### What you have to do
The answer is to be an exact copy of the lines below running from the line with "box: [0, 3, 235, 271]" down to the line with "positive clicks: (158, 70) (219, 94)", both ends included, and nothing more.

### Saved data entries
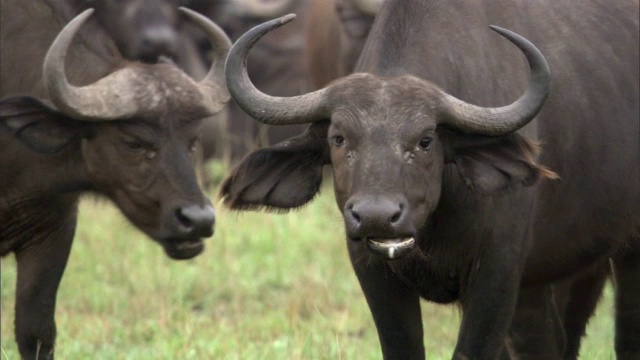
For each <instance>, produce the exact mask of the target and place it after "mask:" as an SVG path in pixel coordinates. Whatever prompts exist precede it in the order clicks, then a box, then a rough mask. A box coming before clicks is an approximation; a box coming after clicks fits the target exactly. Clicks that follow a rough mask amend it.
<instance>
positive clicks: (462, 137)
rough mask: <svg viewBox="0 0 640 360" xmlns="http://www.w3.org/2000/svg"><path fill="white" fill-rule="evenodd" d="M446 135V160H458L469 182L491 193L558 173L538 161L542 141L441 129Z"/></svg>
mask: <svg viewBox="0 0 640 360" xmlns="http://www.w3.org/2000/svg"><path fill="white" fill-rule="evenodd" d="M440 133H441V134H442V135H444V137H445V138H446V143H447V146H448V149H447V154H448V155H447V158H446V161H447V162H450V163H454V164H455V165H456V167H457V168H458V171H459V173H460V175H461V176H462V178H463V179H464V181H465V182H466V184H467V185H468V186H470V187H471V188H472V189H474V190H476V191H478V192H480V193H483V194H487V195H497V194H500V193H502V192H504V191H506V190H509V189H513V188H516V187H518V186H532V185H534V184H535V183H536V182H537V181H538V180H539V179H540V178H544V177H548V178H552V179H555V178H557V177H558V176H557V174H556V173H554V172H553V171H551V170H549V169H547V168H546V167H544V166H543V165H540V164H538V163H537V160H536V158H537V156H538V154H539V152H540V147H539V146H538V144H536V143H534V142H532V141H531V140H528V139H527V138H525V137H523V136H521V135H519V134H516V133H512V134H509V135H505V136H496V137H489V136H480V135H469V134H460V133H455V132H453V131H446V130H445V131H442V132H440Z"/></svg>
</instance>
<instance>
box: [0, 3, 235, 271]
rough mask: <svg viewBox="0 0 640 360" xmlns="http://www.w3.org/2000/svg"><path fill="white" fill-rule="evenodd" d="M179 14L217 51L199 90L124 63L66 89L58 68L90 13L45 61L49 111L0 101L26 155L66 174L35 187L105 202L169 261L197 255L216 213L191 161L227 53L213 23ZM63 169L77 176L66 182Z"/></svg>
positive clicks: (158, 70) (219, 94)
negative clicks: (72, 171)
mask: <svg viewBox="0 0 640 360" xmlns="http://www.w3.org/2000/svg"><path fill="white" fill-rule="evenodd" d="M182 12H183V13H184V14H185V15H186V16H187V17H189V18H190V19H191V20H192V21H193V22H195V23H196V24H197V25H198V26H200V27H201V28H202V29H203V30H204V31H205V33H206V34H207V35H208V36H209V39H210V40H211V41H212V43H213V44H214V47H215V49H216V51H215V54H216V55H215V58H214V61H213V65H212V66H211V68H210V69H209V72H208V73H207V75H206V76H205V77H204V78H203V79H202V80H200V81H199V82H196V81H194V80H193V79H191V78H190V77H189V76H187V75H186V74H185V73H184V72H182V71H181V70H180V69H178V68H177V67H175V66H174V65H173V64H167V63H158V64H140V63H125V64H123V66H122V67H121V68H119V69H118V70H116V71H114V72H113V73H111V74H109V75H108V76H106V77H104V78H102V79H100V80H99V81H97V82H95V83H93V84H89V85H85V86H82V87H77V86H74V85H72V84H70V83H69V82H68V80H67V77H66V74H65V71H64V59H65V56H66V53H67V49H68V47H69V45H70V43H71V42H72V40H73V38H74V36H75V34H76V33H77V32H78V30H79V29H80V27H81V26H82V24H83V23H84V22H85V21H86V20H87V19H88V18H89V16H90V15H91V13H92V10H87V11H85V12H83V13H82V14H80V15H78V16H77V17H76V18H74V19H73V20H72V21H71V22H70V23H69V24H68V25H67V26H65V28H64V29H63V30H62V31H61V32H60V34H59V35H58V36H57V37H56V39H55V41H54V43H53V44H52V46H51V47H50V48H49V51H48V52H47V55H46V57H45V60H44V64H43V81H44V85H45V88H46V89H47V91H48V93H49V96H50V100H51V102H52V103H53V104H54V105H55V107H52V106H51V105H49V104H48V101H41V100H38V99H35V98H32V97H14V98H7V99H3V100H2V101H1V102H0V115H1V116H0V119H1V120H2V124H4V126H5V127H7V128H9V130H11V131H12V132H13V133H14V134H15V137H16V138H17V139H18V140H20V141H21V142H22V143H23V144H25V145H27V147H29V148H31V150H35V152H37V153H40V154H43V155H45V156H49V157H48V158H47V159H38V160H37V162H38V161H47V162H59V163H60V164H62V165H64V166H61V167H60V170H58V171H57V172H56V173H55V174H47V175H50V178H49V182H48V183H47V181H45V180H46V179H44V180H43V182H44V183H47V184H45V185H39V186H38V188H40V187H43V186H44V187H45V188H46V187H47V186H48V187H50V188H51V189H45V190H42V191H46V192H48V193H56V192H64V191H72V190H94V191H97V192H99V193H102V194H104V195H106V196H108V197H109V198H111V199H112V200H113V201H114V202H115V203H116V204H117V205H118V207H119V208H120V209H121V210H122V212H123V213H124V214H125V215H126V216H127V217H128V218H129V219H130V220H131V221H132V222H133V223H134V224H135V225H136V226H138V227H139V228H140V229H142V230H143V231H144V232H146V233H147V234H148V235H149V236H151V237H152V238H154V239H155V240H157V241H158V242H160V243H161V244H162V245H163V247H164V248H165V251H166V252H167V254H168V255H169V256H170V257H172V258H175V259H186V258H191V257H193V256H196V255H198V254H199V253H200V252H201V251H202V250H203V243H202V238H203V237H209V236H211V235H212V234H213V225H214V212H213V207H212V206H211V203H210V202H209V200H208V199H207V198H206V197H205V196H204V194H203V193H202V191H201V190H200V188H199V184H198V183H197V181H196V175H195V169H194V152H195V150H196V148H197V142H198V127H199V126H200V124H201V122H202V120H201V119H203V118H205V117H207V116H211V115H213V114H216V113H217V112H218V111H220V110H221V109H222V107H223V106H224V105H225V103H226V102H227V101H228V99H229V95H228V93H227V91H226V89H225V86H224V80H223V79H222V73H223V68H224V64H223V61H222V60H223V59H224V58H225V56H226V54H227V52H228V50H229V47H230V45H231V44H230V41H229V39H228V38H227V36H226V35H225V34H224V32H223V31H222V30H221V29H220V28H219V27H217V26H216V25H215V24H213V23H212V22H211V21H209V20H208V19H206V18H205V17H203V16H202V15H199V14H197V13H194V12H193V11H190V10H188V9H182ZM22 150H24V149H22ZM22 150H21V151H22ZM22 153H23V154H25V156H27V157H29V156H35V155H34V154H29V153H25V152H24V151H23V152H22ZM69 164H71V166H67V165H69ZM68 168H74V169H76V168H77V169H76V170H74V172H72V173H68V174H67V173H65V171H66V170H65V169H68ZM38 191H41V190H38Z"/></svg>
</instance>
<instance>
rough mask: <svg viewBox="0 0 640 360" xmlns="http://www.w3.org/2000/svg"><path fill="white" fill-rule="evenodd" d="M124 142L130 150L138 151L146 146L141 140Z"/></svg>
mask: <svg viewBox="0 0 640 360" xmlns="http://www.w3.org/2000/svg"><path fill="white" fill-rule="evenodd" d="M124 144H125V145H126V146H127V148H129V150H134V151H138V150H141V149H142V148H144V144H143V143H141V142H139V141H125V142H124Z"/></svg>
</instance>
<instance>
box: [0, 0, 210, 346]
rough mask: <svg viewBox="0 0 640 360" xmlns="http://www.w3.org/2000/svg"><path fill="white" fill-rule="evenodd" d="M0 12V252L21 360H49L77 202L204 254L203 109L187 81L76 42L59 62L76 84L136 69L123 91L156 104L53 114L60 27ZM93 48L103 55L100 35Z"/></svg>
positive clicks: (33, 2)
mask: <svg viewBox="0 0 640 360" xmlns="http://www.w3.org/2000/svg"><path fill="white" fill-rule="evenodd" d="M69 4H70V3H69ZM1 5H2V9H1V11H0V15H1V16H2V19H1V21H0V24H1V29H0V37H1V39H0V40H1V43H2V48H1V50H0V54H1V59H0V70H1V71H0V75H1V76H0V86H1V87H2V89H1V94H0V95H2V98H1V99H0V255H1V256H6V255H9V254H10V253H14V254H15V256H16V259H17V267H18V269H17V270H18V278H17V286H16V289H17V290H16V304H15V333H16V340H17V343H18V348H19V350H20V355H21V357H22V358H23V359H53V351H54V342H55V336H56V325H55V321H54V314H55V302H56V293H57V289H58V286H59V284H60V280H61V278H62V275H63V272H64V269H65V266H66V263H67V260H68V257H69V252H70V249H71V245H72V242H73V237H74V231H75V226H76V221H77V208H78V201H79V198H80V196H81V194H83V193H86V192H88V191H89V192H92V193H97V194H99V195H102V196H104V197H106V198H108V199H110V200H112V201H113V202H114V203H115V204H116V205H117V206H118V208H119V209H120V210H121V212H122V213H123V214H124V215H125V216H126V217H127V218H128V219H129V220H130V221H131V222H132V223H133V224H134V225H135V226H137V227H138V228H139V229H141V230H142V231H143V232H145V233H146V234H147V235H148V236H149V237H151V238H152V239H153V240H154V241H156V242H158V243H159V244H160V245H161V246H162V247H163V249H164V251H165V252H166V253H167V255H168V256H170V257H171V258H174V259H187V258H192V257H194V256H196V255H198V254H200V253H201V252H202V251H203V249H204V242H203V241H202V238H205V237H209V236H211V235H212V234H213V225H214V213H213V207H212V206H211V203H210V201H209V200H208V199H207V198H206V197H205V195H204V194H203V193H202V191H201V189H200V187H199V185H198V182H197V179H196V176H195V170H194V157H195V149H196V147H197V142H198V134H199V131H198V127H199V126H200V124H201V122H202V120H201V118H202V117H203V114H205V113H208V112H206V111H205V110H203V104H202V103H198V101H199V100H200V99H201V98H202V97H203V94H202V93H200V92H199V90H198V89H197V88H196V86H195V83H194V82H193V81H192V79H189V78H188V76H187V75H186V74H185V73H184V72H182V71H181V70H179V69H178V68H177V67H176V66H174V65H173V64H167V63H158V64H142V63H129V62H126V61H123V60H122V59H121V58H120V57H118V56H112V55H113V54H112V53H109V52H106V53H105V52H101V51H99V50H96V48H92V47H91V46H87V45H86V43H85V42H84V40H83V39H76V40H74V43H73V44H72V45H71V47H70V49H69V52H68V54H67V61H66V67H67V70H68V71H67V74H68V75H69V80H70V82H71V83H72V84H74V85H86V84H89V83H93V82H95V81H96V80H98V79H101V78H103V77H105V76H106V75H108V74H110V73H111V72H112V71H114V70H115V69H120V68H122V67H126V68H127V69H136V71H137V72H136V73H137V74H141V75H140V79H144V80H141V81H139V82H138V83H135V85H132V86H138V85H139V86H142V88H141V89H135V88H134V89H127V90H131V91H132V92H133V93H135V94H137V95H138V98H137V100H140V102H141V103H143V102H148V101H149V100H153V101H154V105H153V106H151V107H149V108H148V109H146V108H145V109H146V110H144V111H141V112H140V113H138V114H135V115H133V116H132V117H130V118H126V119H117V120H113V121H96V122H90V121H81V120H79V119H76V118H72V117H70V116H69V115H67V114H65V113H63V112H61V111H59V110H58V109H57V108H55V107H53V106H52V105H50V101H49V100H48V93H47V92H46V91H45V89H44V85H43V81H42V79H41V77H42V67H43V65H42V64H43V59H44V56H45V53H46V51H47V49H48V48H49V46H50V45H51V42H52V41H53V39H54V37H55V36H56V35H57V34H58V33H59V32H60V30H61V29H62V27H63V25H64V24H63V22H62V21H60V19H59V18H58V15H59V14H57V13H55V12H54V11H52V9H51V8H49V7H48V6H47V5H46V4H44V3H43V2H41V1H6V0H2V2H1ZM88 29H91V27H89V28H88ZM89 31H90V30H89ZM81 32H82V30H81ZM84 35H85V38H87V37H88V38H91V36H90V33H86V32H85V33H84ZM96 41H97V42H96V43H95V45H98V48H100V46H99V45H100V44H101V43H99V42H100V41H101V40H100V36H97V37H96ZM116 53H117V51H116ZM132 71H133V70H132ZM132 84H133V83H132ZM152 89H162V93H161V94H158V93H153V90H152ZM18 94H20V95H18ZM7 95H11V96H7ZM98 120H101V119H98Z"/></svg>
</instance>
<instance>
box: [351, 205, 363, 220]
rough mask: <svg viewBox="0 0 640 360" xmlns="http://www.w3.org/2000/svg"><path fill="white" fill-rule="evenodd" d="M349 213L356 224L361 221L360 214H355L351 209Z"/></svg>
mask: <svg viewBox="0 0 640 360" xmlns="http://www.w3.org/2000/svg"><path fill="white" fill-rule="evenodd" d="M349 212H350V213H351V217H352V218H353V219H354V220H355V221H356V222H360V221H362V219H361V218H360V214H358V212H357V211H355V210H354V209H353V207H351V208H350V209H349Z"/></svg>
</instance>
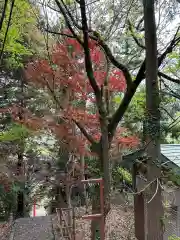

### Written response
box: [0, 3, 235, 271]
rough mask: <svg viewBox="0 0 640 360" xmlns="http://www.w3.org/2000/svg"><path fill="white" fill-rule="evenodd" d="M179 14L217 51L199 90L124 63L66 89L58 68L90 13L45 61L49 111L0 101L26 155L66 174L35 187L105 202L169 261L197 255L216 213L191 161L227 53L213 23ZM63 169L77 176L66 182Z"/></svg>
positive clicks: (158, 70) (219, 94)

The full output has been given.